--- start of SUPPLIED DATA ---

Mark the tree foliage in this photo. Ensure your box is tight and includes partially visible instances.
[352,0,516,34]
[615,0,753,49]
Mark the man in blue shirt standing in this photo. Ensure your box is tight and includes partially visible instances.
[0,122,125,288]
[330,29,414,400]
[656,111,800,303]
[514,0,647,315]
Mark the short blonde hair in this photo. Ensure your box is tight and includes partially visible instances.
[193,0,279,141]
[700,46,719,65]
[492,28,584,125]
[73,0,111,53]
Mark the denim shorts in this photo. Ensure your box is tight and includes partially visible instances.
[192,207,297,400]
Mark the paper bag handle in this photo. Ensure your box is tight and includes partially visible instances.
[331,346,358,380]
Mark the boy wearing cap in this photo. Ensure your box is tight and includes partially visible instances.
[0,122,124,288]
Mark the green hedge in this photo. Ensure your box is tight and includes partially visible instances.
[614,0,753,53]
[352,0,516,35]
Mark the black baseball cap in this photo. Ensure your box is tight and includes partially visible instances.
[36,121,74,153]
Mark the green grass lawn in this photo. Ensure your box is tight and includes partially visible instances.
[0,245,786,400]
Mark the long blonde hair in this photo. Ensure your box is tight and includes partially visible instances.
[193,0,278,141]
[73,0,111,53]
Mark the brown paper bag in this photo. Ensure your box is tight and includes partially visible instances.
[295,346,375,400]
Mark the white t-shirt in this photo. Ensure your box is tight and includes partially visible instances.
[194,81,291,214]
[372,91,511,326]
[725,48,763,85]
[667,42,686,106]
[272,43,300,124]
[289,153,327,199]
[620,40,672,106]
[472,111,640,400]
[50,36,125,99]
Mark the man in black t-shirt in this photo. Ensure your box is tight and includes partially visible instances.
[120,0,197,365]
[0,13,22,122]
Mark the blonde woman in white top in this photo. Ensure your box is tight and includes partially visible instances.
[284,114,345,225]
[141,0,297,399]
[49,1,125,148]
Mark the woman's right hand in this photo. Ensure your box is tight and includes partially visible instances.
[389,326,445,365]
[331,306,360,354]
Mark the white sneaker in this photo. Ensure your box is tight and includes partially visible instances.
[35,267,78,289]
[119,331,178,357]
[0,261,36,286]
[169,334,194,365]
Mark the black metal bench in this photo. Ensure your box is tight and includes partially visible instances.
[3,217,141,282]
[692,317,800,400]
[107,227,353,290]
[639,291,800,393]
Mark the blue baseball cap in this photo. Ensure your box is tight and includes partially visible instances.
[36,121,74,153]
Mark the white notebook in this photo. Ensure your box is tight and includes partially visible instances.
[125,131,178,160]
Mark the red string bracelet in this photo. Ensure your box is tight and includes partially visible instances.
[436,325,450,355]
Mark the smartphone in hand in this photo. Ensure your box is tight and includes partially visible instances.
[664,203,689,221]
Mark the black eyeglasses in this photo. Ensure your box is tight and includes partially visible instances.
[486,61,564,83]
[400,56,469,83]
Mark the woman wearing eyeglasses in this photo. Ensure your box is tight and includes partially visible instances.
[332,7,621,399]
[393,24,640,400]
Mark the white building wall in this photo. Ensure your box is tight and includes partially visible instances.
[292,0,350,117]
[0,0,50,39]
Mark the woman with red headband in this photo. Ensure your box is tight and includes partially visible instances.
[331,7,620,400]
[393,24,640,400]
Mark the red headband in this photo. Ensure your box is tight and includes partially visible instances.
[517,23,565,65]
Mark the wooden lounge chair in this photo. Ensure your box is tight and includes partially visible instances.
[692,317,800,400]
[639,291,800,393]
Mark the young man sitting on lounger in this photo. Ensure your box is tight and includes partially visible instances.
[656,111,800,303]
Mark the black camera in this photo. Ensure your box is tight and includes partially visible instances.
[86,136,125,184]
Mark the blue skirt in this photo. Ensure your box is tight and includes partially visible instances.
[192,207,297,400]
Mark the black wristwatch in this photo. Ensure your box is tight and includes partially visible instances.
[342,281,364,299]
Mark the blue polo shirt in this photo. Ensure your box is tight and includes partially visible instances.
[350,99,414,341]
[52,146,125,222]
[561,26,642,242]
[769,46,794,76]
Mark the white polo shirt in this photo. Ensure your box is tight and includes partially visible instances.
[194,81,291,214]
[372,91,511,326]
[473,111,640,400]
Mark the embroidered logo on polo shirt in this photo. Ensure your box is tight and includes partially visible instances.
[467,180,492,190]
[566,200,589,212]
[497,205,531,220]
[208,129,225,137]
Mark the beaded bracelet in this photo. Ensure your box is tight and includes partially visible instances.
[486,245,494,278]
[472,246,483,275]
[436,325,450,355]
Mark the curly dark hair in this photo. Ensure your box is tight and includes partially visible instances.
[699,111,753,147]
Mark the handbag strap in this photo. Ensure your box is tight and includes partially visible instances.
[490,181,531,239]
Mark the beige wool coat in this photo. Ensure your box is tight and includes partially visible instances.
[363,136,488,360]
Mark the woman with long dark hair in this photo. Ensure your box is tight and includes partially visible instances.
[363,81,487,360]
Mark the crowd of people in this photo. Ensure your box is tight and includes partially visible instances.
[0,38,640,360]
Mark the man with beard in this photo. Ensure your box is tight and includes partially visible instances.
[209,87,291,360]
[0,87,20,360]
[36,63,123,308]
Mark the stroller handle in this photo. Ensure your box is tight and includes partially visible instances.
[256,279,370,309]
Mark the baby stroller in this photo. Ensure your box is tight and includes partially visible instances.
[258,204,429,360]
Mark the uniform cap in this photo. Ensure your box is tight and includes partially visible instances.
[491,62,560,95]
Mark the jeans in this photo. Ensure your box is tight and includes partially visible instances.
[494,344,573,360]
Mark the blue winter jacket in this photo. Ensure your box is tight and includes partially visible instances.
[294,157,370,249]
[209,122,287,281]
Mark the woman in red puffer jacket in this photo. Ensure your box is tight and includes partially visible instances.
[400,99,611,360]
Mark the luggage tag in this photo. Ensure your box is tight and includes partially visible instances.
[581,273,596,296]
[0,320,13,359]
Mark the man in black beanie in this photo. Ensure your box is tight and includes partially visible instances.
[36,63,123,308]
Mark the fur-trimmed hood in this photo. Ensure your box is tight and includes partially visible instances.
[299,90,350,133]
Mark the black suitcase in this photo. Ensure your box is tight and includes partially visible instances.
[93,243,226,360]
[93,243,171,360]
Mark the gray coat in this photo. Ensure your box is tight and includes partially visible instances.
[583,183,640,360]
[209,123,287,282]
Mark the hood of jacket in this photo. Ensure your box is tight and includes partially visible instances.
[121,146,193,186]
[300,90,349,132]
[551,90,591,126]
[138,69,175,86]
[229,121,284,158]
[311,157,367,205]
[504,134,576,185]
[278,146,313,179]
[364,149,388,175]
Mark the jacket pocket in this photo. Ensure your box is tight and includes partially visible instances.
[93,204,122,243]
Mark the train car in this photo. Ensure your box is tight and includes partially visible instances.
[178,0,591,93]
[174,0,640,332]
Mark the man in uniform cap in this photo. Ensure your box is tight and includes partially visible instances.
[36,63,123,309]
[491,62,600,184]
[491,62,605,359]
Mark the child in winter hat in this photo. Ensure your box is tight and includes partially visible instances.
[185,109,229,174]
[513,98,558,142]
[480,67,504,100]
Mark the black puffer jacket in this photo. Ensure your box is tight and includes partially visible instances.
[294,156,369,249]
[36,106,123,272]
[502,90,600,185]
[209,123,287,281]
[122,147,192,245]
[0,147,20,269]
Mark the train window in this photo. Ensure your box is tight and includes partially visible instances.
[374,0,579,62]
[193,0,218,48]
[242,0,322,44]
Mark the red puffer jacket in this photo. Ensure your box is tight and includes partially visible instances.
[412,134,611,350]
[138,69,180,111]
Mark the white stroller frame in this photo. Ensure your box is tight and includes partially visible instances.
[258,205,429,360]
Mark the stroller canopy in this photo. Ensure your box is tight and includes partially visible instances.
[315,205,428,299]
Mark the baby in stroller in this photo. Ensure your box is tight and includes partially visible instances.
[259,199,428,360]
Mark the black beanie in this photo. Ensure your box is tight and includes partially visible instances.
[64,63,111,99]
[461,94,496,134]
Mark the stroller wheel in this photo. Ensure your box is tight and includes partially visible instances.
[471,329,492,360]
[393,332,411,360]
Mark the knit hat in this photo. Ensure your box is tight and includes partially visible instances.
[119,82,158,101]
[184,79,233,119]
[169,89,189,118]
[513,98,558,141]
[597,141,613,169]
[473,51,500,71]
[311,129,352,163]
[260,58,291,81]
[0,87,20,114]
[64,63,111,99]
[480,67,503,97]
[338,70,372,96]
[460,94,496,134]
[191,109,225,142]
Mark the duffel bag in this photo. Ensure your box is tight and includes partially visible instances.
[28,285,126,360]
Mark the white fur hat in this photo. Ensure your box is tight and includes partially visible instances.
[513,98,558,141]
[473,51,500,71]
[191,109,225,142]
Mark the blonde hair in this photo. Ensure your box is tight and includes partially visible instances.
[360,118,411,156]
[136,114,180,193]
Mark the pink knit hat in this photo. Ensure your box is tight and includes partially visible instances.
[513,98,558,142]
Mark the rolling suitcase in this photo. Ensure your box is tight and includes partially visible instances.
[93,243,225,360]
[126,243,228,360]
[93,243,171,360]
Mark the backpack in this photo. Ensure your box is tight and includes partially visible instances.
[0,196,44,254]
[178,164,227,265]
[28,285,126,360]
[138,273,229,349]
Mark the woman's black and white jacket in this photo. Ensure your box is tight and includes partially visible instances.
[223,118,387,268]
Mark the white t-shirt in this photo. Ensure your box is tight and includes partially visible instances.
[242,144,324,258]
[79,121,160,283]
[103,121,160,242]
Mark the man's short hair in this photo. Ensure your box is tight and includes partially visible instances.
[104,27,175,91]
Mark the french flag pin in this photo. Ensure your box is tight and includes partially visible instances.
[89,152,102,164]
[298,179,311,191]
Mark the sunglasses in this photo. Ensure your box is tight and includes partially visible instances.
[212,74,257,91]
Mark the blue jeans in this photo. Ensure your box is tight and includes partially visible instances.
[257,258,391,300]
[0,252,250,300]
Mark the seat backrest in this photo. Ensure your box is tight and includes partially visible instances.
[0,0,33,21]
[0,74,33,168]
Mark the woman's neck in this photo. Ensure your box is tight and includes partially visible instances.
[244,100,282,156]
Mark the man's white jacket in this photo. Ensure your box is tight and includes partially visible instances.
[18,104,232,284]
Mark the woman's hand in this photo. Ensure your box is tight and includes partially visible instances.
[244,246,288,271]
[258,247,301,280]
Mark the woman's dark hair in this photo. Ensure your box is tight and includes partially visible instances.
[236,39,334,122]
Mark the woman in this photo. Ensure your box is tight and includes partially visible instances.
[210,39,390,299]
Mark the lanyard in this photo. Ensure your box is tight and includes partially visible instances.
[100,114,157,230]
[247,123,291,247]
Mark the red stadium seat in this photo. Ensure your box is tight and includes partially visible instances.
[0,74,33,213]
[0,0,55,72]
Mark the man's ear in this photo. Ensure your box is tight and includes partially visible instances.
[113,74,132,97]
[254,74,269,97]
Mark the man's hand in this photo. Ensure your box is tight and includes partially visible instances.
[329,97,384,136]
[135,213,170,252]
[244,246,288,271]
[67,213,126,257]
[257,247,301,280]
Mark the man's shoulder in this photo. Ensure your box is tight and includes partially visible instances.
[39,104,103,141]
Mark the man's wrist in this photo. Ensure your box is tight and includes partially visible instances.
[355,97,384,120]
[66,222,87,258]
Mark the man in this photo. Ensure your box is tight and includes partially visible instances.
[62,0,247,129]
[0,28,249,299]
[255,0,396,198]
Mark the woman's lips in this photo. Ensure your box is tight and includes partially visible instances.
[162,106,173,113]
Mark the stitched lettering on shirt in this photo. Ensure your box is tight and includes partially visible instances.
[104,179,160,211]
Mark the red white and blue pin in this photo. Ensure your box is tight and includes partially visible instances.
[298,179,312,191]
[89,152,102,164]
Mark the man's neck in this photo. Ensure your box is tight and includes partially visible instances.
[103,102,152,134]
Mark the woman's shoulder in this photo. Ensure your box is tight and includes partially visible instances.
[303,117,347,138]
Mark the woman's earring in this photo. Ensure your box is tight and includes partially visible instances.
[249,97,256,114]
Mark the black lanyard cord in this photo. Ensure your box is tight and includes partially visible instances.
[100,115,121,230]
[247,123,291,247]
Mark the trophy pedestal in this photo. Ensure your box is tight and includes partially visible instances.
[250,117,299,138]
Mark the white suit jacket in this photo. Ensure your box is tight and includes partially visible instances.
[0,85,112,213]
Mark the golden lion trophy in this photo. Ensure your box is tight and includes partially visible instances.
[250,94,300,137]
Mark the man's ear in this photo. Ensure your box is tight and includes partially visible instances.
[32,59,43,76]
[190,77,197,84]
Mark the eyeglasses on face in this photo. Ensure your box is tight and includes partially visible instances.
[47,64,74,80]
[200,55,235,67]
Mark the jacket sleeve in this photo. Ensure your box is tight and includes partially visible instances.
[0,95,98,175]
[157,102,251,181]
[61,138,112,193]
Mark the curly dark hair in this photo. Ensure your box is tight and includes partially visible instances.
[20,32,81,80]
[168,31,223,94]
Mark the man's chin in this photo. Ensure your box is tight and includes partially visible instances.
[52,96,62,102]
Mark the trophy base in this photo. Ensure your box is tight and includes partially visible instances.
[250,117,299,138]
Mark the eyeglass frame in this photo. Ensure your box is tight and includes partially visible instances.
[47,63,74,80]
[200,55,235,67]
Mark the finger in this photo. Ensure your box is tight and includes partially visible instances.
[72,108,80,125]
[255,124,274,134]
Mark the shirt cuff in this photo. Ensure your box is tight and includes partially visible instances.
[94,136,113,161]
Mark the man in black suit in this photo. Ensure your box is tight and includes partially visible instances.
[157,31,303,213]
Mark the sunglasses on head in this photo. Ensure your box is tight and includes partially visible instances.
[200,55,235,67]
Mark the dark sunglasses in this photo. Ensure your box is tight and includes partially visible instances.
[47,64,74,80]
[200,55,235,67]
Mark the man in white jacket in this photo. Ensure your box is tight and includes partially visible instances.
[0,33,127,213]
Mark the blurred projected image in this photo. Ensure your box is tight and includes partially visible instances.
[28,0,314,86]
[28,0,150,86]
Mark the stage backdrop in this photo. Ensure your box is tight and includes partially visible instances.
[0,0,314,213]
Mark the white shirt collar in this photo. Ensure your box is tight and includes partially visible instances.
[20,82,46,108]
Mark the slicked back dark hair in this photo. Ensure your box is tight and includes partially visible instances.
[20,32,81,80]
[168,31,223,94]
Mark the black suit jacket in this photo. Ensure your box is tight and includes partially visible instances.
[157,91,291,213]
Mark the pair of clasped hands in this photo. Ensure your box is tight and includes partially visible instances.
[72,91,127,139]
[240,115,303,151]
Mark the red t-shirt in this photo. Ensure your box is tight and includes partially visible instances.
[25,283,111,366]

--- end of SUPPLIED DATA ---

Please render the data from the line with "Mark the woman's earring" to the line with "[0,85,112,213]" as a numbered list, omitting any blank lines.

1. Mark the woman's earring in this photo. Ensure your box is tight and includes partially visible instances.
2. [249,97,256,114]
3. Mark the black lanyard cord in this photo. Ensure your box is tight and includes partially visible instances.
4. [100,115,121,230]
5. [247,123,291,247]
6. Mark the trophy pedestal in this photo. Ensure your box is tight and includes partially visible instances.
7. [250,117,299,138]
8. Mark the white suit jacket in this photo. Ensure your box is tight and includes partially visible instances.
9. [0,85,112,213]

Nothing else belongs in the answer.